Move subqueries to use the operator model by systay · Pull Request #13750 · vitessio/vitess

systay · 2023-08-09T09:20:27Z

Description

This PR moves the last big piece of logic over to the operator side of query planning.

Sub query planning introduces a new step in the query planning process - "subquery settling".

For queries containing subqueries, the process is now:

Starting from an AST with corresponding semantic state
Build the initial op tree with horizons, query graphs and subquery containers (more about these terms later)
Iteratively, push as many operators as possible under a route, and merge routes when possible
Once we decide we won't be able to push/merge subqueries any more, we "settle the subqueries"
- This means remove the subquery containers and decide how the subquery needs to be executed.
- If we notice that we are dealing with a correlated subquery that is not a semi-join, this is where we fail
- During settling we rewrite merged subquery expressions back into an AST expression
- Finally, we inject a filter into the outer side if we are dealing with a WHERE clause sub query

Subquery containers

When a query has multiple subqueries, we organise them as follows:

    ┌───┐
    │SQC│
    └───┘
┌──┐ ┌──┐ ┌──┐
│O │ │I1│ │I2│
└──┘ └──┘ └──┘

In this diagram, SQC is the sub query container, O is the outer query, and I1 and I2 are the two inner queries.

The alternative way of representing the same query could be something like this:

 ┌──────────┐
 │    SQ1   │
 └──────────┘

┌──┐      ┌───┐
│O │      │SQ2│
└──┘      └───┘

       ┌──┐  ┌──┐
       │I1│  │I2│
       └──┘  └──┘

Here SQ1 has O as it's outer query, but the inner query is another subquery, SQ2. It's outer is I1 and it's inner is I2. This is the "natural" way to represent this query pattern, and this is also what the final plan looks like.
==============================
• Short exercise: According to the text on subquery planning, what new step does subquery planning add to the query planning process?

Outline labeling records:
==============================
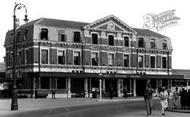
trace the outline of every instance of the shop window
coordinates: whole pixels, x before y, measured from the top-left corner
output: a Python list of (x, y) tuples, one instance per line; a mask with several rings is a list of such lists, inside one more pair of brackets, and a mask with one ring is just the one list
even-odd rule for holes
[(58, 58), (58, 64), (64, 65), (65, 64), (65, 51), (58, 50), (57, 53)]
[(74, 52), (74, 65), (80, 65), (80, 52)]
[(155, 41), (155, 39), (150, 40), (150, 48), (151, 49), (156, 49), (156, 41)]
[(151, 68), (155, 68), (155, 62), (156, 62), (155, 56), (151, 56), (150, 57), (150, 66), (151, 66)]
[(114, 36), (113, 35), (108, 35), (108, 44), (114, 45)]
[(80, 32), (74, 32), (74, 42), (80, 42)]
[(48, 50), (46, 49), (41, 50), (41, 63), (48, 64)]
[(40, 33), (41, 40), (48, 40), (48, 29), (42, 28)]
[(167, 49), (168, 49), (168, 45), (167, 45), (167, 41), (166, 41), (166, 40), (164, 40), (164, 42), (162, 43), (162, 48), (163, 48), (164, 50), (167, 50)]
[(138, 40), (138, 47), (139, 48), (144, 48), (144, 39), (143, 38), (139, 38), (139, 40)]
[(162, 68), (166, 68), (166, 66), (167, 66), (166, 57), (162, 57)]
[(66, 89), (66, 78), (57, 78), (57, 89)]
[(92, 44), (98, 44), (98, 34), (92, 34)]
[(129, 55), (124, 55), (124, 67), (129, 67)]
[(92, 53), (92, 65), (98, 66), (98, 53)]
[(41, 89), (49, 89), (50, 88), (50, 79), (49, 78), (41, 77), (40, 82), (41, 82)]
[(143, 55), (138, 56), (138, 67), (142, 68), (143, 67)]
[(109, 66), (114, 65), (114, 54), (108, 54), (108, 65)]
[(127, 36), (124, 37), (124, 46), (129, 47), (129, 37)]

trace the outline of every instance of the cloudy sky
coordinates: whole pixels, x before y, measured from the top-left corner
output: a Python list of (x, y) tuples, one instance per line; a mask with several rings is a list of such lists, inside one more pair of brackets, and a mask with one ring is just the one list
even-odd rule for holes
[[(131, 27), (143, 28), (143, 16), (159, 14), (175, 9), (180, 18), (175, 26), (158, 31), (171, 38), (173, 45), (173, 68), (190, 69), (190, 7), (188, 0), (3, 0), (0, 7), (0, 61), (5, 56), (5, 34), (13, 27), (14, 3), (27, 6), (28, 17), (34, 20), (41, 17), (93, 22), (108, 15), (115, 15)], [(24, 18), (24, 11), (17, 16)], [(153, 30), (155, 31), (155, 30)]]

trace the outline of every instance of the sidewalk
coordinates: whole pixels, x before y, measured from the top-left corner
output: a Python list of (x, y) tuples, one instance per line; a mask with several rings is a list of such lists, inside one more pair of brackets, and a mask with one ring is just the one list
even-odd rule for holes
[[(123, 103), (124, 101), (143, 100), (143, 98), (127, 98), (127, 99), (92, 99), (92, 98), (60, 98), (60, 99), (18, 99), (17, 111), (11, 111), (11, 99), (0, 99), (0, 117), (12, 116), (13, 114), (35, 112), (37, 114), (49, 113), (49, 111), (68, 111), (67, 108), (75, 109), (81, 106), (100, 106), (106, 104)], [(54, 113), (54, 112), (51, 113)]]

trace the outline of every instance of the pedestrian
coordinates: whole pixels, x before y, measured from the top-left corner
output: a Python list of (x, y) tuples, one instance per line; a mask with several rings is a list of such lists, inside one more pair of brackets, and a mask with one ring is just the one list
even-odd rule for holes
[(52, 92), (52, 99), (55, 99), (55, 90), (53, 88), (52, 88), (51, 92)]
[(127, 93), (128, 93), (128, 89), (127, 89), (127, 86), (125, 85), (124, 89), (123, 89), (123, 97), (124, 98), (127, 98)]
[(161, 92), (159, 94), (160, 103), (162, 107), (162, 115), (165, 115), (166, 109), (168, 108), (168, 92), (166, 91), (165, 87), (161, 88)]
[(175, 88), (175, 91), (172, 96), (172, 105), (174, 109), (179, 108), (179, 92), (178, 92), (178, 87)]
[(146, 105), (146, 111), (147, 111), (147, 116), (152, 114), (152, 94), (154, 93), (154, 90), (152, 89), (150, 83), (146, 84), (146, 88), (144, 90), (144, 100), (145, 100), (145, 105)]

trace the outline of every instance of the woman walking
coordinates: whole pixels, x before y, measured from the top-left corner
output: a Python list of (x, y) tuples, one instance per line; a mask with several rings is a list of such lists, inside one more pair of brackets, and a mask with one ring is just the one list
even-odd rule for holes
[(165, 87), (162, 87), (161, 92), (159, 94), (160, 103), (162, 107), (162, 115), (165, 115), (166, 108), (168, 108), (168, 92), (166, 91)]

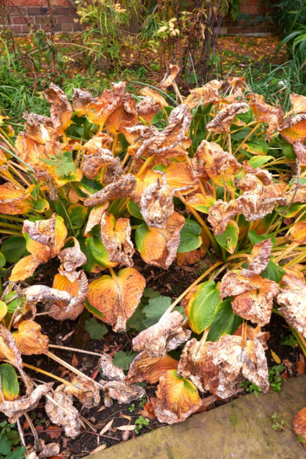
==============================
• Answer to this problem: Subquery settling.